[Your assignment]
Pull every line of the entries that has the word "instance".

[Dataset records]

===============

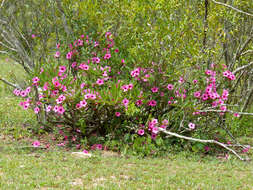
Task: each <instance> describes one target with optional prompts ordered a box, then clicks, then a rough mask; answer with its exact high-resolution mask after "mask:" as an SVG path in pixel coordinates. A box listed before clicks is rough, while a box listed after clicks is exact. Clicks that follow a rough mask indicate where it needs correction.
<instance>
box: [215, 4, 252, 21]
mask: <svg viewBox="0 0 253 190" xmlns="http://www.w3.org/2000/svg"><path fill="white" fill-rule="evenodd" d="M212 2H214V3H215V4H218V5H223V6H225V7H227V8H230V9H233V10H234V11H237V12H239V13H242V14H245V15H248V16H252V17H253V14H250V13H247V12H245V11H242V10H240V9H237V8H235V7H232V6H231V5H228V4H226V3H222V2H218V1H215V0H212Z"/></svg>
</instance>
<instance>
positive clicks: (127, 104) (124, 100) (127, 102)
mask: <svg viewBox="0 0 253 190" xmlns="http://www.w3.org/2000/svg"><path fill="white" fill-rule="evenodd" d="M122 103H123V105H124V106H125V107H127V106H128V104H129V100H128V99H126V98H125V99H124V100H123V101H122Z"/></svg>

===============

[Output for this exercise]
Task: each <instance> describes one target with optional prompts ordered a box, then clicks, then a rough mask; answer with its exact high-resolution mask after "mask:" as an SVG path in pixel coordinates. A box listed before clicks is rough, while a box listed after clicks is exact. Clicks that follow a rough mask indicate where it needs correction.
<instance>
</instance>
<instance>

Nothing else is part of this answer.